Gather every line in the listing below that contains the string "butterfly", and copy each of those lines in full.

(Coordinate labeling data)
** START **

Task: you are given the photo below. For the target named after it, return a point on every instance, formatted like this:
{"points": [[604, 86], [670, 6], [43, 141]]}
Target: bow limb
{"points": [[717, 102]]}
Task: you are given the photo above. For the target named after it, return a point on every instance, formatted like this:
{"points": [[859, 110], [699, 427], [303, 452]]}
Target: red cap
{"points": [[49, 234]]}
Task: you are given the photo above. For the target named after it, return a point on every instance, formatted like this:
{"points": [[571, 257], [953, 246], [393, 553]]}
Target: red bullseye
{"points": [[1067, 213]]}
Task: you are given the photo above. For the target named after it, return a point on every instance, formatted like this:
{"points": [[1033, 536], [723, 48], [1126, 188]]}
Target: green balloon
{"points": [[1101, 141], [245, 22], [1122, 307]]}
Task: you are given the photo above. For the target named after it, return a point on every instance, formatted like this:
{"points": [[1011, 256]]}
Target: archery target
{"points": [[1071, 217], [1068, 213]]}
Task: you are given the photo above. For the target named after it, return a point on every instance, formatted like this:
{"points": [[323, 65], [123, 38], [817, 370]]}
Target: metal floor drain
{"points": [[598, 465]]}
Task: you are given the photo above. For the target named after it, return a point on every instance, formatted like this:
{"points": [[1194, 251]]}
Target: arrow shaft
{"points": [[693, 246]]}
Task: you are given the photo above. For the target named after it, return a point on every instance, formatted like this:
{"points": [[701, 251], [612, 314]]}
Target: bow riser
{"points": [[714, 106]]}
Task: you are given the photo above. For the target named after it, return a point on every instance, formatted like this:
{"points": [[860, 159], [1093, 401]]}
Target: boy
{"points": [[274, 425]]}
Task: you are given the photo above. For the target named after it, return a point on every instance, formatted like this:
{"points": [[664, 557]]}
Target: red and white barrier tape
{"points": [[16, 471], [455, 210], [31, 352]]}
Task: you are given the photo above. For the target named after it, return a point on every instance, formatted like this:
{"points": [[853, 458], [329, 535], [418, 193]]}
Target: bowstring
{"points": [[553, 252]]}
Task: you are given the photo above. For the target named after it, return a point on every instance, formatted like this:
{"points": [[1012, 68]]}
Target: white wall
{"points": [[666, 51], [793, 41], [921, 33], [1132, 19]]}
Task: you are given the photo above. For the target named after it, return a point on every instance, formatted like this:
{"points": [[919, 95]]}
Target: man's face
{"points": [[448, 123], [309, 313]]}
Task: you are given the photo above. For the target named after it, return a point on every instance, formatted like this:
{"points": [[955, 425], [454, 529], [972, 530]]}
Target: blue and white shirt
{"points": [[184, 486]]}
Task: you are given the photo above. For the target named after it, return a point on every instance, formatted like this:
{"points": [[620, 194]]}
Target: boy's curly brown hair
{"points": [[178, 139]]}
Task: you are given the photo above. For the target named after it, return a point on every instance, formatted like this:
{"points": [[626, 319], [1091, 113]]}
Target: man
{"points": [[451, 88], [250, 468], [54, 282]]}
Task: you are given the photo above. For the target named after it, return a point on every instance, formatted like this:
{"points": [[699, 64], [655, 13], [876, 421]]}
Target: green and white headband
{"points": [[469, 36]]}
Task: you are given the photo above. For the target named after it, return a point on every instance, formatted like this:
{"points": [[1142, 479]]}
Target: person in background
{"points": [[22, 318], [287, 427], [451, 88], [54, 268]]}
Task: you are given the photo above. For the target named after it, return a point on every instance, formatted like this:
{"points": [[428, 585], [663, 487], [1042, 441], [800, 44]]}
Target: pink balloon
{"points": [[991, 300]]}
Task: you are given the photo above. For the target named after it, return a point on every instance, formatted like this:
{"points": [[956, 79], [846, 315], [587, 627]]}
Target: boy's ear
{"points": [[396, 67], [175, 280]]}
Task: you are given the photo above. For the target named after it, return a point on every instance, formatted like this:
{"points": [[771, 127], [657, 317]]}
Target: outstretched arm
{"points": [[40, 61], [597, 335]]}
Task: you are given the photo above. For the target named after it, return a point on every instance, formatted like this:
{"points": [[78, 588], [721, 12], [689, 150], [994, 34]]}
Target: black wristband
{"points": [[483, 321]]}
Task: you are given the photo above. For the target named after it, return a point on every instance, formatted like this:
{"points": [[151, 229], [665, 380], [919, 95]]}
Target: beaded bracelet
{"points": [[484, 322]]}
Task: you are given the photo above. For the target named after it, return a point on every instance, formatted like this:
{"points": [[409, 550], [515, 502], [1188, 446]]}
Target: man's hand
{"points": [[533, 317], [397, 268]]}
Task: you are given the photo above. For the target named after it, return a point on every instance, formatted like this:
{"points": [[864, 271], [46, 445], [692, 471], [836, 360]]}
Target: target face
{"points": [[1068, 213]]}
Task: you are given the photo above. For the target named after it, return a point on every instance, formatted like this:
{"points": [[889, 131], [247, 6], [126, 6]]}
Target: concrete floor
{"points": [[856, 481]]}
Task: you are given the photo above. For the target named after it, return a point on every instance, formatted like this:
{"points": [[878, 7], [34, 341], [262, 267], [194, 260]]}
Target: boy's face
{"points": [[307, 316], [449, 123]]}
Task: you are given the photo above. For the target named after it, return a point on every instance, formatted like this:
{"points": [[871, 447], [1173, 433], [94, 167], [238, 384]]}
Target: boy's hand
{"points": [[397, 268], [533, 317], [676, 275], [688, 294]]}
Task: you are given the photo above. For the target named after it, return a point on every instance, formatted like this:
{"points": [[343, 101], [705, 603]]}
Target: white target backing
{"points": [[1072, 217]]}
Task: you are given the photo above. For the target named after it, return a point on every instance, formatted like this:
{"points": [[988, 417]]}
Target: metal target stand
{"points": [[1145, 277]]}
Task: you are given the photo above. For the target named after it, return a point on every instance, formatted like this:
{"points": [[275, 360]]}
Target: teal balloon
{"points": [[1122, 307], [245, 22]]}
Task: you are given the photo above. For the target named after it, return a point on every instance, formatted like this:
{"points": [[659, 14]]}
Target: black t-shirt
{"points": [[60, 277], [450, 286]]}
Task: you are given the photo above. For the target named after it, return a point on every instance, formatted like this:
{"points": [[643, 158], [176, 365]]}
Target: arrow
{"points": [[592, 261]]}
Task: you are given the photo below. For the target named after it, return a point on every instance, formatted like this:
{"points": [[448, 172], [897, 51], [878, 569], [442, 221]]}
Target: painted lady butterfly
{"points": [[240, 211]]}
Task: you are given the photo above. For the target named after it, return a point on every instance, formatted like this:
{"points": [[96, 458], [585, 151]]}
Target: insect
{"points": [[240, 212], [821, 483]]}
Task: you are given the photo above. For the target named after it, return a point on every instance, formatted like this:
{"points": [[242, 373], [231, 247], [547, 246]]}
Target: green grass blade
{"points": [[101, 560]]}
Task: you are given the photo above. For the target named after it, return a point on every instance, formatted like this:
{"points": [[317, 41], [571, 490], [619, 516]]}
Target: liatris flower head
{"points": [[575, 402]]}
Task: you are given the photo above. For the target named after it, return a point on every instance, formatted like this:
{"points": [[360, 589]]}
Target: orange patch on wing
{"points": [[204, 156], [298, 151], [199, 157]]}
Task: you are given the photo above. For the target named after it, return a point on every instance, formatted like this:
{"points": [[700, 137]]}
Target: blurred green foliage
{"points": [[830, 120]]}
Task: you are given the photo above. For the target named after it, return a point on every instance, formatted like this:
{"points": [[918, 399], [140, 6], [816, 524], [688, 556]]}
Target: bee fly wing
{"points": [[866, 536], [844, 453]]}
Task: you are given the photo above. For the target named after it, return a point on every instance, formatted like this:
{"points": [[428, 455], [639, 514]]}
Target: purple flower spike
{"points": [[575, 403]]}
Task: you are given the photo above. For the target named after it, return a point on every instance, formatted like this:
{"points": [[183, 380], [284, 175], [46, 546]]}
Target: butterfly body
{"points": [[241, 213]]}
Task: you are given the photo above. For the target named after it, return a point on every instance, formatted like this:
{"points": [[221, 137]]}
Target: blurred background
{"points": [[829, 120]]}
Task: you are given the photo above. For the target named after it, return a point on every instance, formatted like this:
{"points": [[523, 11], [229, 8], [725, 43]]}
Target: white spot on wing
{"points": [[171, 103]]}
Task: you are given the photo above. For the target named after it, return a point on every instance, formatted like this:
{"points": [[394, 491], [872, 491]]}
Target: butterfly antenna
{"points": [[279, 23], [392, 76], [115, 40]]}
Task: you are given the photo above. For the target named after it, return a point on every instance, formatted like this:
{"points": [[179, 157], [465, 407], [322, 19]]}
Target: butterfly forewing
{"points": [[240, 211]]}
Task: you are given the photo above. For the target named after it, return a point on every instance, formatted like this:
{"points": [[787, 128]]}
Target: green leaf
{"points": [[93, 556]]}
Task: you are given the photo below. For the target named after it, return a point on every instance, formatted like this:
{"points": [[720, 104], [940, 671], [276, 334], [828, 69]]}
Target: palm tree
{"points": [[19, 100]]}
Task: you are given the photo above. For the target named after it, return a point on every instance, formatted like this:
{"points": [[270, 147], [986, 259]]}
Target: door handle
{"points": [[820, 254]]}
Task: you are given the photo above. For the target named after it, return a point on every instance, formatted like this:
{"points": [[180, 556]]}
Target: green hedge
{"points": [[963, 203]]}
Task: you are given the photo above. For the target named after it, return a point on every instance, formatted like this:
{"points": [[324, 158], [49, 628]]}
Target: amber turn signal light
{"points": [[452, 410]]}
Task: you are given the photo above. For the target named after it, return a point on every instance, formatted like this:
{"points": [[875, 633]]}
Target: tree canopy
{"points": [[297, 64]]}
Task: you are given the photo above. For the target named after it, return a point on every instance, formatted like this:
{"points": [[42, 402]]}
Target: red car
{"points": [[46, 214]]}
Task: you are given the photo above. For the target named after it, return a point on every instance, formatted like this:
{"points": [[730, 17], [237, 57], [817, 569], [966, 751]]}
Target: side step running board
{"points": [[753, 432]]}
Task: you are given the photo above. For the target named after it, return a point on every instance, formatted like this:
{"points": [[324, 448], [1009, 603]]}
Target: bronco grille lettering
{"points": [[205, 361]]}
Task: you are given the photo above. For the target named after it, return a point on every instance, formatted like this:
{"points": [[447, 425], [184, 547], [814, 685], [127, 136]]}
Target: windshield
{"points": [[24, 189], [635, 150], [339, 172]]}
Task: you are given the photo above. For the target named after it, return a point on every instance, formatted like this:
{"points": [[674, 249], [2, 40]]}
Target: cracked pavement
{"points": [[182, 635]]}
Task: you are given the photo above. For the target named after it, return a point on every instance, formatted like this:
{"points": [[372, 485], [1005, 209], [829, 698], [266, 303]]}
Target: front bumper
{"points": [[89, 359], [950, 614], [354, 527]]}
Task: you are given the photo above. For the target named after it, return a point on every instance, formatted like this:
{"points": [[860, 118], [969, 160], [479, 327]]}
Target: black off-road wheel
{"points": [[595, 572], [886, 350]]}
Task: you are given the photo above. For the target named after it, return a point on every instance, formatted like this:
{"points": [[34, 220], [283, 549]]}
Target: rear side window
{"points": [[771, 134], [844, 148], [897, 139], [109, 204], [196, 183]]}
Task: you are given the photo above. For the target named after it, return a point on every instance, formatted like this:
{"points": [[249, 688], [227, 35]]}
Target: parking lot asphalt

** END **

* [PROBLEM SOLUTION]
Target: painted lady butterfly
Target: butterfly body
Target: butterfly antenna
Target: butterfly forewing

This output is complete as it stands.